[Start Records provided]
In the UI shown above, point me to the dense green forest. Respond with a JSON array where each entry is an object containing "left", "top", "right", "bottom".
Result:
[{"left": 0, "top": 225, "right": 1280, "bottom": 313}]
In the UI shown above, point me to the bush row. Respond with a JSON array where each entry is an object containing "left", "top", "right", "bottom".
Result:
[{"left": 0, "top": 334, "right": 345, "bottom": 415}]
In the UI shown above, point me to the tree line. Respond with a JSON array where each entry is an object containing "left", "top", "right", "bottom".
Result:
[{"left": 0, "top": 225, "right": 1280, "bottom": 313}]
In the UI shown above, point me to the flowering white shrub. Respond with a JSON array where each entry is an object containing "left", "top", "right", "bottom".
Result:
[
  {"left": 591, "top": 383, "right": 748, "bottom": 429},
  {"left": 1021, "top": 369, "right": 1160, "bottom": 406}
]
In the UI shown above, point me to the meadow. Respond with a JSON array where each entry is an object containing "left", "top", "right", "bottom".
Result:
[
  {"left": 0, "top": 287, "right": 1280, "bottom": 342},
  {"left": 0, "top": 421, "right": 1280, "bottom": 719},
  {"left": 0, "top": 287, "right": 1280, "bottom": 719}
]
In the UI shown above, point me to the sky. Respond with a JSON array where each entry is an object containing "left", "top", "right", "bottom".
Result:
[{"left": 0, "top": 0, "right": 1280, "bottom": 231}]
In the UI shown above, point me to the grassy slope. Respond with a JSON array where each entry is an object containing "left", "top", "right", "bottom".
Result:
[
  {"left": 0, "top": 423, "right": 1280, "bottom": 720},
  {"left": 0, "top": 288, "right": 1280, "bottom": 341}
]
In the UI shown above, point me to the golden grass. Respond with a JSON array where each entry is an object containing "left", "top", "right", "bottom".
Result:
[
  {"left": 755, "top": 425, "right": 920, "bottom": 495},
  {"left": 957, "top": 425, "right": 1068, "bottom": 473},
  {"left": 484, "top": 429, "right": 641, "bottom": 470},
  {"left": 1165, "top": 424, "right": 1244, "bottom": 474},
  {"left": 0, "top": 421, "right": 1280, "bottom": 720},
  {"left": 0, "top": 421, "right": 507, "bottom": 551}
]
[End Records provided]
Please output all of the data above again, line for line, without changing a single character.

**Reply**
In the UI shown above, point me to the dense green forest. Respond with a JSON array where each entry is an object containing "left", "top", "right", "bottom".
Result:
[{"left": 0, "top": 225, "right": 1280, "bottom": 313}]
In the UI shown above, point me to the bush row. Respond with a JSON array where each entry is an object containing "left", "top", "right", "bottom".
Result:
[{"left": 0, "top": 334, "right": 345, "bottom": 415}]
In the UI shown above, point me to the tree line. Respond with a JSON array where each entry is an object containing "left", "top", "right", "bottom".
Result:
[{"left": 0, "top": 225, "right": 1280, "bottom": 313}]
In the UI shown above, point me to the flowering white shrub. Respond with a JSON array where each entry is an object containing "left", "top", "right", "bottom".
Result:
[
  {"left": 591, "top": 383, "right": 748, "bottom": 429},
  {"left": 1021, "top": 369, "right": 1160, "bottom": 406}
]
In the UI shown above, point me to the meadow. Respond with a JSON array where each entry is an object containing "left", "top", "right", "bottom".
Result:
[
  {"left": 0, "top": 287, "right": 1280, "bottom": 342},
  {"left": 0, "top": 421, "right": 1280, "bottom": 719},
  {"left": 0, "top": 287, "right": 1280, "bottom": 719}
]
In the UI shown above, point me to the sky. Respond with a JSON array where each entry is an object containing "left", "top", "right", "bottom".
Result:
[{"left": 0, "top": 0, "right": 1280, "bottom": 231}]
In the UI shown above, point me to the grassy slope. Respond with a JSON array where each entry is an object containing "left", "top", "right", "bottom".
Result:
[
  {"left": 0, "top": 423, "right": 1280, "bottom": 720},
  {"left": 0, "top": 288, "right": 1280, "bottom": 341}
]
In the UI shown above, point me to the golden grass. Respond with a JSON array where each entry is an object containing "left", "top", "right", "bottom".
Result:
[
  {"left": 755, "top": 425, "right": 920, "bottom": 495},
  {"left": 957, "top": 425, "right": 1068, "bottom": 473},
  {"left": 484, "top": 429, "right": 641, "bottom": 470},
  {"left": 1165, "top": 424, "right": 1244, "bottom": 474},
  {"left": 0, "top": 421, "right": 1280, "bottom": 720},
  {"left": 0, "top": 421, "right": 507, "bottom": 551}
]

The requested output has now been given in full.